▸ **EXERCISE REQUIREMENTS**
Reproduce every one of the following items word for word, line by line, with no changes.

··· THE RECORDS ···

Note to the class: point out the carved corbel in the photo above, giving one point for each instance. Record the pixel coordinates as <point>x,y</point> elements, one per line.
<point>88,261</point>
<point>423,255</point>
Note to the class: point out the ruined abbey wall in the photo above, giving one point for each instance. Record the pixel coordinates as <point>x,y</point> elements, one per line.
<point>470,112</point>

···

▸ **PROBLEM SOLUTION**
Note to the class: point out the carved corbel in the photo above, giving one point for each instance. Record the pixel coordinates as <point>x,y</point> elements, one per line.
<point>88,261</point>
<point>423,255</point>
Note to the class: point out the ruined abbey wall in the photo above, giving one point for each instance. Record the pixel coordinates as <point>x,y</point> elements, one per line.
<point>470,112</point>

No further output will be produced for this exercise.